» **Provided data**
····················
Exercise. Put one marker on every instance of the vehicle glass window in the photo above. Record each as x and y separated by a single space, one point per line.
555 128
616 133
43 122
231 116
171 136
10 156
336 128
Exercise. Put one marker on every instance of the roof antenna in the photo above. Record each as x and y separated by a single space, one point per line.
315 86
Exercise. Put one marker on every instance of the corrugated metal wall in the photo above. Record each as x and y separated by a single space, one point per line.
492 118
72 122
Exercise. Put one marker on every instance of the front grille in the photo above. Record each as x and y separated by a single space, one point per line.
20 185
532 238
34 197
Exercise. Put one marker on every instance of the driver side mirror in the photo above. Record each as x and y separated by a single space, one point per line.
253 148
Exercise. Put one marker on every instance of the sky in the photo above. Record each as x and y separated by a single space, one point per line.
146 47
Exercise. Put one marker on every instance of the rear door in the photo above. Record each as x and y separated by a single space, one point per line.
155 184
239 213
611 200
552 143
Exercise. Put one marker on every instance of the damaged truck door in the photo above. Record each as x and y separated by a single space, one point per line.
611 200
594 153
····················
» **What you have to do**
Rewrite every line of the entries above as a JSON list of strings, one string per line, with blank lines left out.

» **Problem solution**
[
  "Exercise. Put one marker on every instance of the vehicle glass window in the photo above. Record each as x and y separated by a single space, one point per line.",
  "555 128",
  "616 133",
  "43 122",
  "231 116",
  "171 136",
  "10 156",
  "336 128",
  "Exercise. Put one marker on every instance of the roof antenna in the photo above. Record each as x and y separated by a single space, one point per line.",
  "315 86",
  "Exercise. Put one marker on every instance of the corrugated metal wall in the photo above. Record each as x and y separated by a single space, one point per line.",
  "492 118",
  "72 122",
  "Exercise. Put one marker on every instance of the front grille in the photo above. Record each as x and y separated by a single space, one point per line.",
  "20 185",
  "532 238",
  "34 197",
  "Exercise. Put one marker on every instance of the driver side mirror in the photo above. Record each as x and y separated by a single space, one point per line.",
  "253 148",
  "Exercise. Put one marker on every instance of the sky in the photo above. Record each as x and y separated by a single space, one point per line.",
  "146 47",
  "Exercise. Put one marker on every instance of the rear door in the photo above. Record each as x and y separated by a single space, one point per line.",
  "155 184",
  "239 213",
  "611 200",
  "552 143",
  "Exercise. Put one marker on every instance of the damaged truck door in the photo above. Record each as x and y separated by a single space, one point per line.",
  "611 200",
  "594 153"
]